*Requirement*:
Your answer must be the records below, repeated exactly, with every picture left out.

*Working data*:
============

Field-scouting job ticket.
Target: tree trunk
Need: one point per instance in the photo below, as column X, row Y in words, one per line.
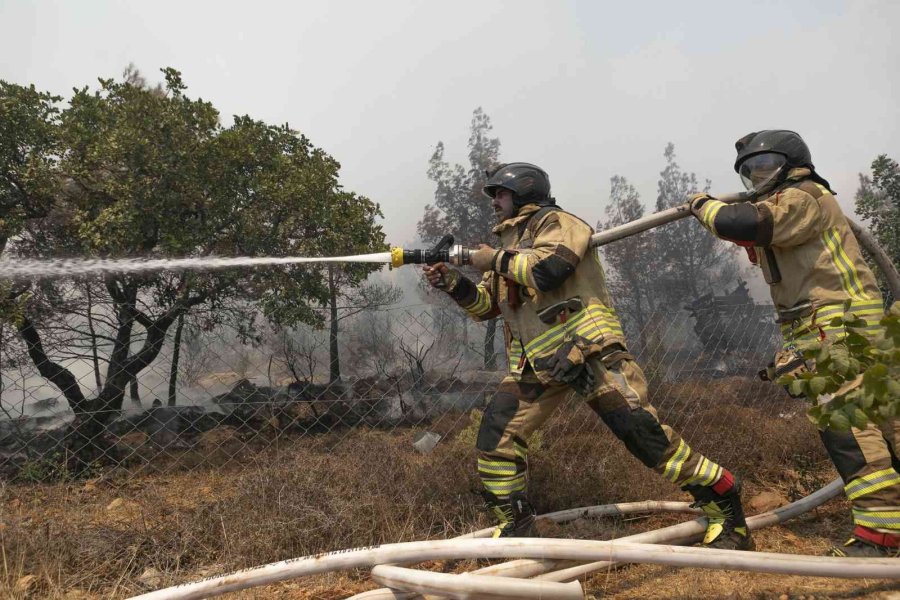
column 334, row 358
column 133, row 392
column 94, row 358
column 176, row 355
column 490, row 356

============

*Output for this exercise*:
Field-scouting job ticket.
Target: tree trunk
Need: one point per instance in the photo below, as column X, row Y in words, one per line.
column 334, row 358
column 133, row 392
column 94, row 358
column 176, row 355
column 490, row 356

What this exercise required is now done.